Problem details ▸
Type out each entry exactly as it appears, but keep every image out.

[Stored items]
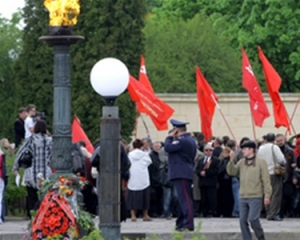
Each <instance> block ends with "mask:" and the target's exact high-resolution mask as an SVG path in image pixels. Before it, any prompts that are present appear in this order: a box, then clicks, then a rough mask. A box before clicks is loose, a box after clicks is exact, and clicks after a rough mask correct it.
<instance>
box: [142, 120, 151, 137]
mask: <svg viewBox="0 0 300 240" xmlns="http://www.w3.org/2000/svg"><path fill="white" fill-rule="evenodd" d="M140 117H141V119H142V121H143V124H144V127H145V130H146V134H147V136H148V137H149V138H150V133H149V129H148V127H147V124H146V122H145V120H144V117H143V115H142V114H140Z"/></svg>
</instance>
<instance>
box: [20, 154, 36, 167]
mask: <svg viewBox="0 0 300 240" xmlns="http://www.w3.org/2000/svg"><path fill="white" fill-rule="evenodd" d="M32 159H33V156H32V153H31V152H30V151H29V150H26V151H25V152H23V153H22V155H21V156H20V158H19V162H18V164H19V167H20V168H29V167H31V165H32Z"/></svg>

Written response ▸
Each <instance> block ends with "mask:" and the target's exact high-resolution mask as an SVG path in image pixels. Before it, any prompts that are present appear in this order: a box, then clicks, then a rough mask. A box before clicks is loose, a box after clicks is exact, and clicks after a rough mask correct it.
<instance>
box: [142, 120, 151, 137]
mask: <svg viewBox="0 0 300 240" xmlns="http://www.w3.org/2000/svg"><path fill="white" fill-rule="evenodd" d="M140 117H141V119H142V121H143V124H144V127H145V130H146V134H147V136H148V137H149V138H150V133H149V129H148V127H147V124H146V122H145V120H144V117H143V115H142V114H140Z"/></svg>
</instance>
<instance>
box: [20, 154, 36, 167]
mask: <svg viewBox="0 0 300 240" xmlns="http://www.w3.org/2000/svg"><path fill="white" fill-rule="evenodd" d="M32 159H33V156H32V153H31V152H30V151H29V150H26V151H25V152H23V153H22V155H21V156H20V158H19V162H18V164H19V167H20V168H29V167H31V165H32Z"/></svg>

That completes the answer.